**Task objective**
Continue the passage on carbon capture and storage below from its final sentence.

Document text Block Start

Carbon Capture and Storage (© 2012 “Innovation Group – CNS UCSB”)

As CCS technology matures and becomes increasingly more effective in large power plant systems, the amount of CO2 that can be sequestered will increase over time. With the combination of newly developed power plants utilizing this technology, along with the maturation of the carbon capture process, CCS is likely to completely eliminate CO2 emissions at the largest energy plants in the world’s most developed countries. The potential emission reductions could extend well into the thousands of million metric tons of CO2 annually in just the US alone. Because the technology is still relatively new and requires years of research to advance towards different uses, we likely won’t see CCS implemented into mobile CO2 emission sources like vehicles and aircraft for at least another 50 years, if ever.

It is important to implement CCS technology as soon as possible if we are to reduce our effect of harmful CO2 emissions into the atmosphere. Even if we installed CCS modules on all of the largest power generators all over the world today, CO2 emissions would remain at their current level for almost a century before average atmospheric CO2 decreases to a level below 350ppm. In short, it’s going to take some time to recover from the damage we’re currently inflicting on the planet. It’s also important to note that CCS is not the end-all solution that will solve the issue of our global carbon footprint. Other factors such as efficient electrical/lighting systems need to become increasingly popular in both residential and commercial buildings, and alternative combustible fuels need to be considered for use in gasoline engines to combat the influence of CO2 that the millions of active cars and trucks impose on a daily basis. As these different technologies become supportive of one another, our global carbon footprint will become increasingly manageable.

Document text Block End
Data under study Block Start

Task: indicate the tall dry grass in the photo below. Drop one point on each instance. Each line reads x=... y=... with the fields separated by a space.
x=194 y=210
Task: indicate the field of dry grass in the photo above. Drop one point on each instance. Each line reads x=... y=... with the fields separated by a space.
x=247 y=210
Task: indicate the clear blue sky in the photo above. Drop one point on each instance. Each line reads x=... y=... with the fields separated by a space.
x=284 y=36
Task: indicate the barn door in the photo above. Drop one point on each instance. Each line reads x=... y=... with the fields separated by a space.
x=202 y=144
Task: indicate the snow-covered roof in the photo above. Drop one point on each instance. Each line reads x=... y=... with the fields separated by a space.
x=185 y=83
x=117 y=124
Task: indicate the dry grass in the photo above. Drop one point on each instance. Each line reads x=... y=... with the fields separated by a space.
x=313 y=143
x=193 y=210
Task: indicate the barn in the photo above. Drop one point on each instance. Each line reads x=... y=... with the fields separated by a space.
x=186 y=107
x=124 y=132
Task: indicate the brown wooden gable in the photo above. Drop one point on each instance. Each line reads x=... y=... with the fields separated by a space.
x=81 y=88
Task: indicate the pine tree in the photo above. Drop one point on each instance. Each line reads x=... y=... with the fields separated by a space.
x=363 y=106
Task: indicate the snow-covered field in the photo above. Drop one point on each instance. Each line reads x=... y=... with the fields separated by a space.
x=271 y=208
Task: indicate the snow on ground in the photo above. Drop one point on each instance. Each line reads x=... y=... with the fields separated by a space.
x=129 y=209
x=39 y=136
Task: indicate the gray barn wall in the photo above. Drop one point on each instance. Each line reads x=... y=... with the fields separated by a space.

Data under study Block End

**Response for this exercise**
Power plants in the United States account for 97% of CO2 emissions in the country. If the government dedicated funding to post-combustion CCS methods on every large-scale power plant in the country, we could see global carbon concentrations begin to level out in the near future. A considerable goal would be to implement carbon capture methods on roughly 2% of point-source power generation plants in the US every year. With this adoption rate of CCS technology, nearly every large power-generating facility in the US would sequester their CO2 in 50 years from now. The potential reduction in greenhouse gas emissions is significant. In 2010, the US emitted 5,610.11 teragrams (or million metric tons) of CO2 through the use of energy production plants.

Calculations

(5,610.11 Tg CO2) ∙ (50 years) = 280,505.5 Tg Emitted CO2              NULL

(5,610.11 Tg CO2/year) ∙ (0.02) = 112.2022 Tg CO2/year                   2% GOAL

(112.2022 Tg CO2/year) ∙ (50 years) = 5610.11 Tg Captured CO2      POTENTIAL

(280,505.5 Tg CO2) – (5,610.11 Tg CO2) = 274,895.39 Tg CO2          OVERALL

*Assumes that no power generation plants are added to the system over the next 50 years.

Conclusion

From the calculations above, we can see just how massive the energy-production emissions in the US really are. The amount of carbon that is emitted annually is a number easy for most of us to quantify. However, when the scale is increased to a number of decades, the amount of CO2 emitted into the atmosphere is nothing short of astonishing. With the suggested acceptance rate of CCS technology at 2% per year, it would take 50 years to implement carbon capture at 100% of the power-generating facilities in the US. Yet even after CCS is fully adopted, we will have produced 50 years’ worth of CO2 in the time it took to install the carbon sequestration units. This also assumes that no power-generating facilities are created in the near future to support a growing demand for electricity. Cities are growing and human population rates are increasing exponentially. Nevertheless, it is essential that we take action now to prevent further CO2 emissions from shaping the environment we strive so hard to control. Carbon Capture can help us achieve it.